WORK TO COMPLETE: What is needed is every line, exactly as given, from the line containing "Query: green collared shirt" through the end of the data below.

Records drawn from a dataset:
- - - - - - -
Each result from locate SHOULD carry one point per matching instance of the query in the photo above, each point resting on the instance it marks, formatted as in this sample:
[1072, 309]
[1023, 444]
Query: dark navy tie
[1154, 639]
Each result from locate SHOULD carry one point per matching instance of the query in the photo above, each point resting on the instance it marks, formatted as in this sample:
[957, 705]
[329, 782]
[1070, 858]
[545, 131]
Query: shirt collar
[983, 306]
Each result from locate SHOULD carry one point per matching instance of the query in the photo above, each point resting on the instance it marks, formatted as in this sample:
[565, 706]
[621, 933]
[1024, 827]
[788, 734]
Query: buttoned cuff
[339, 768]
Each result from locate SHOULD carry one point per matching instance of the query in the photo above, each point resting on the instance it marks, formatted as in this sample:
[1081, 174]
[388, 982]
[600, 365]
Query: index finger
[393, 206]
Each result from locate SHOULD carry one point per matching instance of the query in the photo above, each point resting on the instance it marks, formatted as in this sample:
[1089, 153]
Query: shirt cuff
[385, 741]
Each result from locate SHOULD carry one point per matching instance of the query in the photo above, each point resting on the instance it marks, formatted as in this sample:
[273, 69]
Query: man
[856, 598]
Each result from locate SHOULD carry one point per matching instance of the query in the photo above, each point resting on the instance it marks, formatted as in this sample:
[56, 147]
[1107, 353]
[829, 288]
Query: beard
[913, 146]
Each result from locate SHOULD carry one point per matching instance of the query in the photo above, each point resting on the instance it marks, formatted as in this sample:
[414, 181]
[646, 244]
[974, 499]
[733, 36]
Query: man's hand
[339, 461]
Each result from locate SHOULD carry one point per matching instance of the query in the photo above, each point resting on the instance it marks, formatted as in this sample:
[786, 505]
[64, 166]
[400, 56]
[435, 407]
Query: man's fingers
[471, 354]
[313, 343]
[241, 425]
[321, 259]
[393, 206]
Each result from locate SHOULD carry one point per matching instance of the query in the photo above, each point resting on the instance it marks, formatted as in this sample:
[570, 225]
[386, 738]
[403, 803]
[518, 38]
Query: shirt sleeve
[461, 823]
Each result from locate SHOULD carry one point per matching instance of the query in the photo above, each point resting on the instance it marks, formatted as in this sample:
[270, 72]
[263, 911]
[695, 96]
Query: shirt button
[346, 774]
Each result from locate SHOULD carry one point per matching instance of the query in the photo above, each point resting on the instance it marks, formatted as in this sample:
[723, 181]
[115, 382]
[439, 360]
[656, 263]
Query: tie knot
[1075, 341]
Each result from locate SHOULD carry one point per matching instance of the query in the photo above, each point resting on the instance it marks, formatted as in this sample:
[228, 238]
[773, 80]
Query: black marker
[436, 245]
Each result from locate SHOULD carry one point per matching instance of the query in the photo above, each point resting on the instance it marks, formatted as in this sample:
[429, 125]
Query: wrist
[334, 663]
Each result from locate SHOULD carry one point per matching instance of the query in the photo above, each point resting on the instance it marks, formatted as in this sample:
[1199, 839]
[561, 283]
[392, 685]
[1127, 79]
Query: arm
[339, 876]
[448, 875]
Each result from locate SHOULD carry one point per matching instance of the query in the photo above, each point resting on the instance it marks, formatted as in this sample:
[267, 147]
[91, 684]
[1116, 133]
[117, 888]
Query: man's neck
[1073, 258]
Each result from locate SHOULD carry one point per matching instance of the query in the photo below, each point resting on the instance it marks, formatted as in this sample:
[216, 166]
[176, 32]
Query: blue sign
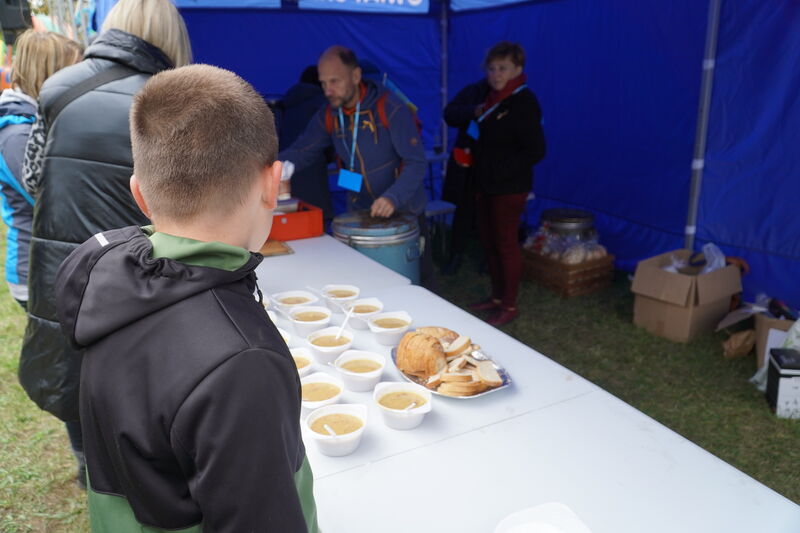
[374, 6]
[187, 4]
[463, 5]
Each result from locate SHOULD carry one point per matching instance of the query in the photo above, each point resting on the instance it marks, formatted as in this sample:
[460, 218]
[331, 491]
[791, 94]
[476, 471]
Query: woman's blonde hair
[37, 56]
[155, 21]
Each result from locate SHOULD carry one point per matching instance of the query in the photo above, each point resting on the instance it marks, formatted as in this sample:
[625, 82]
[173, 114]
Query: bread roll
[420, 355]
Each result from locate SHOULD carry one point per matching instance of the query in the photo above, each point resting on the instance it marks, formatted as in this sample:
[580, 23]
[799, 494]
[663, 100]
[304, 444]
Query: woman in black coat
[508, 141]
[459, 183]
[78, 166]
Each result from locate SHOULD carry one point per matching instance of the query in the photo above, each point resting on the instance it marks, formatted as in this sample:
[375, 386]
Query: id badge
[349, 180]
[473, 130]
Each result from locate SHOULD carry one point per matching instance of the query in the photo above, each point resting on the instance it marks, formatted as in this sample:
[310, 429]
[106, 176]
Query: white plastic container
[336, 304]
[359, 381]
[305, 353]
[402, 419]
[359, 320]
[389, 336]
[322, 377]
[336, 446]
[306, 328]
[286, 335]
[277, 297]
[328, 354]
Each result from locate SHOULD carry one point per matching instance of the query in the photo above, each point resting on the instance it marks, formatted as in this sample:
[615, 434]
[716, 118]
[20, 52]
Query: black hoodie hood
[111, 280]
[129, 50]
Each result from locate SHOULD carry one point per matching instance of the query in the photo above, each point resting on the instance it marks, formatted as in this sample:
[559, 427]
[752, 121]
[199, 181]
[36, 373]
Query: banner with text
[409, 7]
[230, 4]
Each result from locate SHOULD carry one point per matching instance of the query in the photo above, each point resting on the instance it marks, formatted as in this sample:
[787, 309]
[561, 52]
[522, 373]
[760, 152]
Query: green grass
[37, 470]
[689, 388]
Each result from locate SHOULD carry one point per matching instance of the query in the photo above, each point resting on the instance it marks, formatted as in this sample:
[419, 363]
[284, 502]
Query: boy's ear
[271, 177]
[138, 198]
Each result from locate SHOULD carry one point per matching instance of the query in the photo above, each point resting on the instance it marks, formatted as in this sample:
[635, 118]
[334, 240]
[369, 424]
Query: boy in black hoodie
[190, 400]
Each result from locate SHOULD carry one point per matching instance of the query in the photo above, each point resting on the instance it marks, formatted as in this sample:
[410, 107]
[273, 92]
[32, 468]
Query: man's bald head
[346, 56]
[340, 76]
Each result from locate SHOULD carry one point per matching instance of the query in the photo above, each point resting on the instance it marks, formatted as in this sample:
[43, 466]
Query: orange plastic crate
[304, 223]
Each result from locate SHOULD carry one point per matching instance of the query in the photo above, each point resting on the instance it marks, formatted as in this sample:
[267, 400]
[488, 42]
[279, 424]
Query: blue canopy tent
[619, 82]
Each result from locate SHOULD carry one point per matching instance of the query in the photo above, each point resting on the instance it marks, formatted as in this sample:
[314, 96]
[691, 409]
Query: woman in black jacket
[459, 184]
[79, 165]
[508, 141]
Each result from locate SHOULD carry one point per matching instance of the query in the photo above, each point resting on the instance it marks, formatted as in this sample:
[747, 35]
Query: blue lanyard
[355, 133]
[491, 109]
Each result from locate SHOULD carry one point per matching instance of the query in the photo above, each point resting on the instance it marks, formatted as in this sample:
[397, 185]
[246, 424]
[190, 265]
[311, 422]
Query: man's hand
[285, 190]
[382, 207]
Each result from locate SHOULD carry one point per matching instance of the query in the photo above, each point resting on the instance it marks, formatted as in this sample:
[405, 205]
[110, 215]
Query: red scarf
[495, 97]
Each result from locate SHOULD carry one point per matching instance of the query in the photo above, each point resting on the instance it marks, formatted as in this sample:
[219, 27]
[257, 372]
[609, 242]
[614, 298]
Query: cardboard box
[680, 306]
[763, 325]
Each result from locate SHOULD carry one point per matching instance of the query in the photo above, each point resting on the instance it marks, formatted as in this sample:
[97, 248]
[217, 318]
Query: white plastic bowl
[277, 297]
[336, 304]
[401, 419]
[359, 320]
[328, 354]
[336, 446]
[286, 335]
[305, 353]
[321, 377]
[389, 336]
[304, 328]
[360, 381]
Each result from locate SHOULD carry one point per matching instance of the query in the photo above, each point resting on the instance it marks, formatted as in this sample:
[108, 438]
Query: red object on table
[304, 223]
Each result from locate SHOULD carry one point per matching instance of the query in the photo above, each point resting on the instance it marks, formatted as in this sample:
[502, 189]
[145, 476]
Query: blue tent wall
[271, 48]
[751, 184]
[618, 82]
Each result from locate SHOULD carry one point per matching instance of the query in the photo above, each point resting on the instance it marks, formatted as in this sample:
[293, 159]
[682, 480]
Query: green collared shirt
[212, 254]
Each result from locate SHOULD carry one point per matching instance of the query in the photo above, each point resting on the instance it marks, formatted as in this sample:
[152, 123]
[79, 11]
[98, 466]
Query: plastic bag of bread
[575, 255]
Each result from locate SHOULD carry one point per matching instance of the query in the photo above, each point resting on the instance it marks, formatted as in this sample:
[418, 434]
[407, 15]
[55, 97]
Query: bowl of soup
[402, 405]
[363, 309]
[360, 371]
[286, 300]
[389, 328]
[307, 319]
[337, 429]
[338, 297]
[302, 360]
[326, 347]
[285, 335]
[320, 389]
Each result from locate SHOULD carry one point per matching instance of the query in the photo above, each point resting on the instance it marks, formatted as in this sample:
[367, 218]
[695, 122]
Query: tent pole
[444, 62]
[706, 86]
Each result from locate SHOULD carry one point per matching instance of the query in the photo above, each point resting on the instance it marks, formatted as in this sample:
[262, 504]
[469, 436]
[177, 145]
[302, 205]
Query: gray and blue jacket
[390, 160]
[17, 113]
- - - - - - -
RESULT OF THIS EXERCISE:
Query: green collared shirt
[212, 254]
Each result from locate SHOULD carry one point per matching instance of the query in the photo above, each point resting on the instance it marks, formatted as in this sample:
[152, 123]
[79, 11]
[98, 466]
Query: plastic bag of bread
[575, 255]
Each result from locate SHOULD carry one point per matching instance of the query in the photo above, each point resting on the instance it marks, formatted as in this sample:
[418, 434]
[407, 15]
[55, 97]
Query: bowl of soup
[402, 405]
[363, 309]
[360, 371]
[286, 300]
[389, 328]
[307, 319]
[337, 429]
[338, 297]
[302, 360]
[326, 347]
[285, 335]
[320, 389]
Each result from locate SHOULD carry one point per matching instance of the query in the photo above, each point resting on the instance it marks, formatted as in this sample:
[367, 218]
[695, 122]
Query: tent pole
[444, 62]
[706, 86]
Each result from locate SHOULD carry one point per matching instance of the query in the photo above, each point resting on the instance it marks, formatted as in this sample:
[262, 504]
[469, 436]
[177, 145]
[302, 205]
Query: gray and blue jacket
[390, 160]
[17, 113]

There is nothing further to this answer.